TEXT EXCERPT
.....
High CPU usage on idle AMQ Artemis cluster, related to locks with shared-store HA

I have AMQ Artemis cluster, shared-store HA (master-slave), 2.17.0.
I noticed that all my clusters (active servers only) that are idle (no one is using them) using from 10% to 20% of CPU, except one, which is using around 1% (totally normal). I started investigating...
Long story short - only one cluster has a completely normal CPU usage. The only difference I've managed to find that if I connect to that normal cluster's master node and attempt telnet slave 61616 - it will show as connected. If I do the same in any other cluster (that has high CPU usage) - it will show as rejected.
In order to better understand what is happening, I enabled DEBUG logs in instance/etc/logging.properties. Here is what master node is spamming:
2021-05-07 13:54:31,857 DEBUG [org.apache.activemq.artemis.core.client.impl.ClientSessionFactoryImpl] Backup is not active, trying original connection configuration now.
.....
SHORT PROBLEM
In the Artemis CPU post, how much CPU do the idle clusters with the problem use? The lines that come next are separate material and have nothing to do with the Artemis CPU post.

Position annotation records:
.....
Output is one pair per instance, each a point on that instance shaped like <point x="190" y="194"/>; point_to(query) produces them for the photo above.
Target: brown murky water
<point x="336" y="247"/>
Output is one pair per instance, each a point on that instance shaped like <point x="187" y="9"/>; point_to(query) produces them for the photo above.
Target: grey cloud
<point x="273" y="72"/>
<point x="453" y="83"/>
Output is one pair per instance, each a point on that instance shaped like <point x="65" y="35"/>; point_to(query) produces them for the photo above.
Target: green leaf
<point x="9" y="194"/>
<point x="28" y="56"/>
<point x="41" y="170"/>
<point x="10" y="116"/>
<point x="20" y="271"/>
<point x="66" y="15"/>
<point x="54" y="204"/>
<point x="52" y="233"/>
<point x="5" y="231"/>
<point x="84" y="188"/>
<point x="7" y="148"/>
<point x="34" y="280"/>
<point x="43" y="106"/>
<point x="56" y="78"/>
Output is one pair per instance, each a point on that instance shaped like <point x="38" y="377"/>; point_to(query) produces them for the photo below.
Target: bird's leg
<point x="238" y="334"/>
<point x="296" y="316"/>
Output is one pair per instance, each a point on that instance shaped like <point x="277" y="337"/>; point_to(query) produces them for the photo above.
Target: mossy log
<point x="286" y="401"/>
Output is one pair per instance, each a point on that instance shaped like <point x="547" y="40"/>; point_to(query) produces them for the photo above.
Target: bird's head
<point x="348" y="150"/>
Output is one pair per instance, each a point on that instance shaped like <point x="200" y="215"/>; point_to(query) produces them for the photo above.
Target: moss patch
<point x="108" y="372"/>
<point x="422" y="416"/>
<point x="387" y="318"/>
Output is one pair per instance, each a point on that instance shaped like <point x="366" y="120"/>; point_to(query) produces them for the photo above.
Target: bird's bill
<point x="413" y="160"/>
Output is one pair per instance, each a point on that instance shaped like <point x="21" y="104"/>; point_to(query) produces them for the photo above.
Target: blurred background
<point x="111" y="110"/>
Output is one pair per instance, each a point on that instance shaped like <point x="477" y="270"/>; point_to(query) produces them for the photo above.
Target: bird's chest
.....
FULL OUTPUT
From 10% to 20% of CPU.